How to complete this task:
Where the string "dome" occurs in the material below, report the whole line.
Available data START
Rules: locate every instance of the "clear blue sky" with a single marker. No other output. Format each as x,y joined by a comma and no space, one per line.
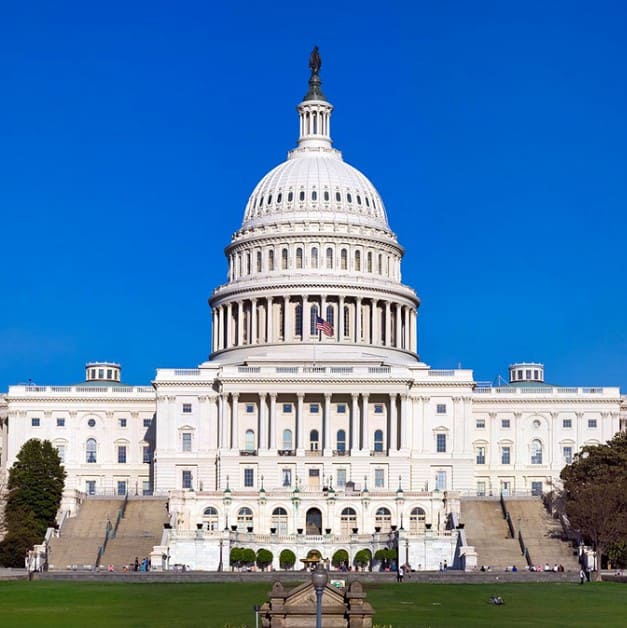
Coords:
132,133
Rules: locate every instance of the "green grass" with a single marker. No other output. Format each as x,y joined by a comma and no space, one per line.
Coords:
409,605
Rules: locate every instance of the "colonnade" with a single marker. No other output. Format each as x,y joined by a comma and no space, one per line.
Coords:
290,319
359,429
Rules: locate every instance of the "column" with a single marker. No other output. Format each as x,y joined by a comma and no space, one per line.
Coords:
229,325
355,436
327,441
393,436
252,337
358,320
263,424
365,433
234,421
300,423
339,331
240,323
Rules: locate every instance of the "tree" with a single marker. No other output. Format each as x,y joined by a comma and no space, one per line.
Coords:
264,558
362,558
595,494
339,558
35,487
287,558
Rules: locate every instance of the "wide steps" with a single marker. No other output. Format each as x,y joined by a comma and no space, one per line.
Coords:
138,532
488,532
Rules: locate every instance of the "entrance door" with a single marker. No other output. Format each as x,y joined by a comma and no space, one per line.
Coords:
313,521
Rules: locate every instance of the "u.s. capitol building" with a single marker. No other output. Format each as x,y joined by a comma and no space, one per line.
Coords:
314,424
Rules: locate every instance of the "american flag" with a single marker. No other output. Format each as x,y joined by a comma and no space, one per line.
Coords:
324,326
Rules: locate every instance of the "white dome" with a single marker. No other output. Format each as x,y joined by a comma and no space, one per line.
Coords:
315,184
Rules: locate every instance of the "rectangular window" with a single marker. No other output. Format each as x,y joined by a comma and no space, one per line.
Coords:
379,478
341,478
286,477
122,454
440,443
568,454
61,452
480,455
249,477
505,455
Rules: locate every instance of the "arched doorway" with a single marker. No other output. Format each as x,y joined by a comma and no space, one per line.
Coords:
313,522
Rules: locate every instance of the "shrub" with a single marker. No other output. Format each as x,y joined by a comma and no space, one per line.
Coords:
287,558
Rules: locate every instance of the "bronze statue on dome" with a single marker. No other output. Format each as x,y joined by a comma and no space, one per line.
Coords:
315,62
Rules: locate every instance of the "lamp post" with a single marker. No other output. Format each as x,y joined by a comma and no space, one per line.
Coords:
319,578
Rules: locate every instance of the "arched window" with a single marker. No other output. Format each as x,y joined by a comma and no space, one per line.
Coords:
536,452
90,450
378,440
279,520
313,319
298,320
249,442
383,519
287,439
210,516
330,315
341,441
244,519
417,519
348,520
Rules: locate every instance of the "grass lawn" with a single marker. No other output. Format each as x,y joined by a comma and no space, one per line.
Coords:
91,605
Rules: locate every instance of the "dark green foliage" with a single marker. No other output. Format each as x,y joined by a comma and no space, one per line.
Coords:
264,558
362,558
287,558
339,557
248,556
35,485
595,493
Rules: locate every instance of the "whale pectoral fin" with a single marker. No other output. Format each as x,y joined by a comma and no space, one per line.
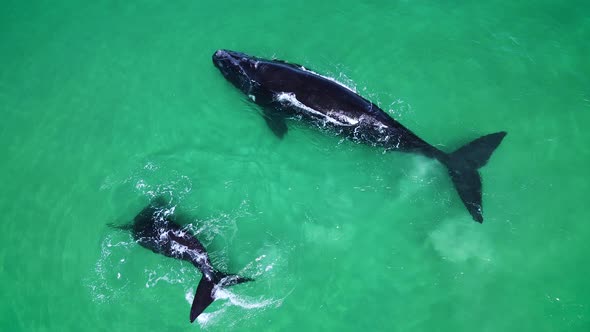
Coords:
203,298
276,123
Available data END
Answer for this exercise:
Rules: locate every instance of the "white dome" with a single marker. No other output. Format each as x,y joined by a comma and no space, one per line.
Rules: locate every instance of the "bronze statue on dome" with a single marker. No other output. Format each as x,y joined by a comma and no space, one per line.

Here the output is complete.